> Source extract:

And Seattle law currently bans scooters from places where bikes can go — sidewalks and bike lanes.
Gabriel Scheer, director of strategic development for Lime, said the city is right to be concerned about safety, but he noted that cars kill about 30,000 people a year in the U.S.
“Scooters, bikes, e-bikes, we should be trying them all right now because we don’t have a lot of options that are going to continue to move through downtown,” Scheer said. “They will get through traffic when cars won’t.”
Bird declined to be interviewed on the record but said in a prepared statement that the company is “incredibly interested” in the possibility that they could help during Seattle’s upcoming period of maximum constraint.
The company has launched what it calls an Ambassador Program. It’s offering a free, personal scooter to a “limited group of individuals” in Seattle to “help familiarize people” with Bird.
Scooter shares operate much like the dockless bike shares that have been in Seattle since last summer. You can find them on the street, unlock them with a smartphone app, leave them at your final destination.
They’re standing scooters (think Razor, not Vespa) with a small electric motor that maxes out at 15 mph, although they can go faster than that downhill.
Over the last year, they’ve been deployed in dozens of cities with huge popularity, but also with matching pushback.
Lime, which operates scooter, bike and electric-bike sharing, says scooters are the most popular, by far. The company said that for each time one of its standard pedal bikes gets used, an electric bike is used more than two times, and a scooter about five times.
Scheer, of Lime, said that pedal bikes “stop making sense” at the fee levels that Seattle is charging bike-share companies to operate in the city ($50 per bike per year).
The company recently raised prices on its pedal bikes from $1 per 30 minutes to $2.50. Its application to the city, filed in August, says it will move to 100 percent electric bikes in Seattle by early 2019.

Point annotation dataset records
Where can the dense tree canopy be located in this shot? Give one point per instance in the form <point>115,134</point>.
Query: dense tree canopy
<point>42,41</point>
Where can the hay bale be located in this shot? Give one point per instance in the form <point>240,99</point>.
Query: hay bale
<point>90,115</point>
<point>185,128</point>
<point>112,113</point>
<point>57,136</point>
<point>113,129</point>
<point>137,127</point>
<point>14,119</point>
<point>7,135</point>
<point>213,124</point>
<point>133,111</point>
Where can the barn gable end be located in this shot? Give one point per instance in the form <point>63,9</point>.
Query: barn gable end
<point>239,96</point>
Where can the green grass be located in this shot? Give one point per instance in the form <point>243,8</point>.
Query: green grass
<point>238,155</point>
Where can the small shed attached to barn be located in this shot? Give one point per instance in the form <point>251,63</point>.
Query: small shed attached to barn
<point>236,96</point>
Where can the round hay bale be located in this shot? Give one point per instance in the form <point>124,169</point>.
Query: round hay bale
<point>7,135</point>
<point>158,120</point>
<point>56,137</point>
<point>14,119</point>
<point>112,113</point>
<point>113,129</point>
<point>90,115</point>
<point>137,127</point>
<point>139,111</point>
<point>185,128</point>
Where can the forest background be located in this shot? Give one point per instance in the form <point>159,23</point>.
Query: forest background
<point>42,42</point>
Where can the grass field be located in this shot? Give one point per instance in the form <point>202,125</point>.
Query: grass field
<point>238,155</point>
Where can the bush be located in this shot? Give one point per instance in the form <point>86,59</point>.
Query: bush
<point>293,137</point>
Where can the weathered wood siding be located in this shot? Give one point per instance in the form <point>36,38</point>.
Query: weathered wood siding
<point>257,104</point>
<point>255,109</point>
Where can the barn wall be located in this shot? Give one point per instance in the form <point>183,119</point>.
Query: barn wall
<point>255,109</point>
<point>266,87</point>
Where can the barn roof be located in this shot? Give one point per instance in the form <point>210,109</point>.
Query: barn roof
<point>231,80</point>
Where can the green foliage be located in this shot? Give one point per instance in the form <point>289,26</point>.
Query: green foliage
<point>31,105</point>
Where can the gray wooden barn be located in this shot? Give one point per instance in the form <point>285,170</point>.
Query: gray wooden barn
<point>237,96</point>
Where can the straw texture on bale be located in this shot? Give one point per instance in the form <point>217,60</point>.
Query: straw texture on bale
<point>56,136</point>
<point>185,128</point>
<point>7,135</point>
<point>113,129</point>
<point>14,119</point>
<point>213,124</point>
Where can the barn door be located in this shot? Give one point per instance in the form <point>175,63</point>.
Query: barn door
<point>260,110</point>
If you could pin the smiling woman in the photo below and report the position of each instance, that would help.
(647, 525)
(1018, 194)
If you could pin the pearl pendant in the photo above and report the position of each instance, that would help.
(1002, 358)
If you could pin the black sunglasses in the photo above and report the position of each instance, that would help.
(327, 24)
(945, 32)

> Exercise 1: Decide whether each statement agrees with the scooter-share text, answering yes or no and quoting the deciding words: (a) the scooters' electric motor tops out at 15 mph; (b) Lime lowered the price of its pedal bikes; (c) Bird agreed to an on-the-record interview.
> Exercise 2: Please carry the scooter-share text on from its final sentence.

> Task answer 1:
(a) Yes: "a small electric motor that maxes out at 15 mph"
(b) No: "The company recently raised prices on its pedal bikes from $1 per 30 minutes to $2.50."
(c) No: "Bird declined to be interviewed on the record"

> Task answer 2:
Stationless bike sharing in general is proving to be a tenuous business model. Ofo, the Chinese bike-share giant, recently pulled out of almost every American market, Seattle included. Spin also pulled its bike shares out of Seattle and now promotes itself exclusively as a scooter company.
One reason commonly cited for scooter popularity: It’s a lot easier in a suit or skirt to ride a stand-up scooter than a bicycle.
Scheer said that they’ve also found, anecdotally, a large number of people who view themselves as noncyclists and so they won’t try the bikes.
“We don’t see that with the scooters,” Scheer said. “There’s something about it that has a different appeal to people, that just seems to draw more people in.”
“Easier than Uber”
Three people who saw me testing a Lime scooter in Occidental Square (it was zippy, a little bit scarier than I expected, but very easy to get the hang of) stopped to ask if scooters were coming to Seattle.
Andrew Evans, 28, moved here from Nashville in February. In visits back since, he used Lime and Bird scooters to replace Uber rides. But he hasn’t used bike sharing since he’s been here and has no plans to.
“It’s easier than Uber,” Evans said of the scooters. “More convenient than riding a bike.”
But the scooters have raised hackles in cities where they operate, especially in places where companies barged in and dropped scooters on the street without permission.
Nashville, Tennessee, sent Bird a cease-and-desist order earlier this year, accusing the company of using public sidewalks without permission. The city has since passed legislation allowing scooters to return.
A similar scenario played out in San Francisco, where the city ordered the scooter companies to find a solution for improperly parked scooters, and then made them shut down. The city has since reopened its streets to scooters, but it has not allowed Bird, Lime or Spin to return, after the three companies had opened up shop without permission.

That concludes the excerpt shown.